**TASK REQUIREMENTS:** From the listing below, set down exactly the lines between the one holding "Question. The picture above shows the wooden table." and the one holding "Question. The picture above shows the chair seat.", inclusive. No other line is wanted.

▼

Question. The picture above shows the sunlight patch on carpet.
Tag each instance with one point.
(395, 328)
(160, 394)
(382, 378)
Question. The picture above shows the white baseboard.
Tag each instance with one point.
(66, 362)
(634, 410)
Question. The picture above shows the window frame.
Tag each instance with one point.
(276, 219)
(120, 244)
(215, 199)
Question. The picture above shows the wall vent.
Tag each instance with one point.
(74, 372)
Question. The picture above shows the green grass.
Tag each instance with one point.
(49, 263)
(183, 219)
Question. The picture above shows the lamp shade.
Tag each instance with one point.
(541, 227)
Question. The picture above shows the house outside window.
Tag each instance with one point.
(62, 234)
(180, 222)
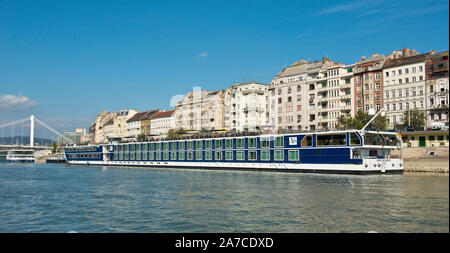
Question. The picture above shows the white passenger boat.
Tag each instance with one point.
(17, 155)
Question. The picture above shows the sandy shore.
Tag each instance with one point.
(426, 164)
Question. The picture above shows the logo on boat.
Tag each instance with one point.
(292, 140)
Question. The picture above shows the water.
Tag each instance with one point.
(61, 198)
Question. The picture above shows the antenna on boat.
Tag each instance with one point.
(370, 121)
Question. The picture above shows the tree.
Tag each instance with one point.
(360, 120)
(140, 138)
(416, 117)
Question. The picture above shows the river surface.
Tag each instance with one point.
(40, 198)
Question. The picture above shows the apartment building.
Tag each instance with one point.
(120, 130)
(201, 110)
(161, 122)
(403, 85)
(146, 123)
(436, 68)
(135, 126)
(335, 89)
(97, 129)
(294, 102)
(247, 106)
(368, 83)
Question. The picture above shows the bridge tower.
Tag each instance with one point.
(31, 130)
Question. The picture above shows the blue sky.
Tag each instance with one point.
(66, 61)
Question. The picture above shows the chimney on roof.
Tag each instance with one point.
(405, 52)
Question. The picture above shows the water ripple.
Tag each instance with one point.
(60, 198)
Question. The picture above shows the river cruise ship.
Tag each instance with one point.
(17, 155)
(351, 151)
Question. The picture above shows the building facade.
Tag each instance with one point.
(335, 89)
(404, 87)
(296, 98)
(247, 107)
(201, 110)
(97, 130)
(145, 123)
(161, 122)
(437, 86)
(120, 123)
(368, 83)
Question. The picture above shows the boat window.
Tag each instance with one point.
(199, 145)
(307, 141)
(380, 139)
(229, 155)
(279, 141)
(354, 139)
(208, 155)
(199, 155)
(331, 139)
(293, 155)
(265, 142)
(252, 142)
(265, 155)
(218, 156)
(229, 143)
(279, 155)
(252, 155)
(240, 143)
(240, 155)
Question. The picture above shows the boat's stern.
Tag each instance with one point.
(383, 165)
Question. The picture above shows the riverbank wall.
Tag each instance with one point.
(425, 159)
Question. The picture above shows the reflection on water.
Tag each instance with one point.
(61, 198)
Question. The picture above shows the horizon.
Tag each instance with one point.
(65, 62)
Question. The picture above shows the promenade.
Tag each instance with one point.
(428, 159)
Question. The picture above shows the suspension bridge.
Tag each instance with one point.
(31, 120)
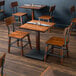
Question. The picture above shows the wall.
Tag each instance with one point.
(62, 12)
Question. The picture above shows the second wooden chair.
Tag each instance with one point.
(18, 35)
(60, 43)
(14, 6)
(50, 16)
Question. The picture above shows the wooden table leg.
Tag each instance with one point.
(32, 14)
(38, 40)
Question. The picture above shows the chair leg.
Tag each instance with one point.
(18, 42)
(61, 55)
(52, 19)
(21, 47)
(29, 42)
(67, 50)
(48, 20)
(45, 55)
(52, 49)
(9, 44)
(21, 19)
(26, 17)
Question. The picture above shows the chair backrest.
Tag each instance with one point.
(14, 6)
(51, 10)
(9, 21)
(67, 34)
(2, 3)
(72, 10)
(47, 72)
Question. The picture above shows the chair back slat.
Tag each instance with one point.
(51, 10)
(2, 3)
(72, 10)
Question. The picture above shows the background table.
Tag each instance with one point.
(33, 7)
(37, 53)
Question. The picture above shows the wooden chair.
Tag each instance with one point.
(2, 3)
(47, 72)
(60, 43)
(19, 15)
(50, 16)
(2, 60)
(18, 35)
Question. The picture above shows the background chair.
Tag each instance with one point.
(50, 16)
(18, 35)
(60, 43)
(47, 72)
(2, 60)
(2, 10)
(14, 6)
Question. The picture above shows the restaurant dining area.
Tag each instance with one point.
(37, 37)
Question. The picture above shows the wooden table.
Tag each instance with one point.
(2, 58)
(74, 20)
(33, 7)
(38, 29)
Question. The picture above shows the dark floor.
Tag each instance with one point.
(16, 65)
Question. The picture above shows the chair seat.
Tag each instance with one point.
(1, 11)
(19, 14)
(45, 17)
(18, 34)
(57, 41)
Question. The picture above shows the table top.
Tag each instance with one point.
(36, 27)
(74, 20)
(33, 6)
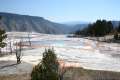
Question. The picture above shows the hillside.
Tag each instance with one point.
(16, 22)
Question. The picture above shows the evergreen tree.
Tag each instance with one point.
(48, 68)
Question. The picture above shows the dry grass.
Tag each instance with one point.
(16, 77)
(83, 74)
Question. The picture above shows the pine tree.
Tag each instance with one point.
(48, 68)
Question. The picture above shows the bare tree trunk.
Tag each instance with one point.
(0, 51)
(18, 52)
(10, 47)
(29, 39)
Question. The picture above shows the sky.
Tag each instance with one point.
(64, 10)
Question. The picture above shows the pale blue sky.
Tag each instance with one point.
(64, 10)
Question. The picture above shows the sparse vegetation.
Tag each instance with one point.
(99, 28)
(3, 36)
(47, 69)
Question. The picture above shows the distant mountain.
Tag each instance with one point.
(16, 22)
(115, 23)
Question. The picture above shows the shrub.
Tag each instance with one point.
(47, 69)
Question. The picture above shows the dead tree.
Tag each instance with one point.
(29, 39)
(18, 51)
(10, 45)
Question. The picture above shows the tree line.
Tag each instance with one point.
(99, 28)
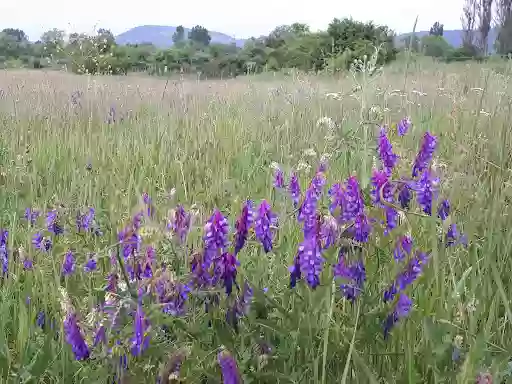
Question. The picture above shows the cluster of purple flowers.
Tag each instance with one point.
(353, 275)
(217, 264)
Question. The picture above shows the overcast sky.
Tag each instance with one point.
(234, 17)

▲

**EXERCISE RESPONSE:**
Question. The picture above shows the wooden table.
Tag each instance with one point.
(2, 58)
(74, 20)
(33, 7)
(38, 29)
Question. The picture above shows the dark floor.
Tag each instance with one point.
(16, 65)
Question. The picture above shows the chair seat.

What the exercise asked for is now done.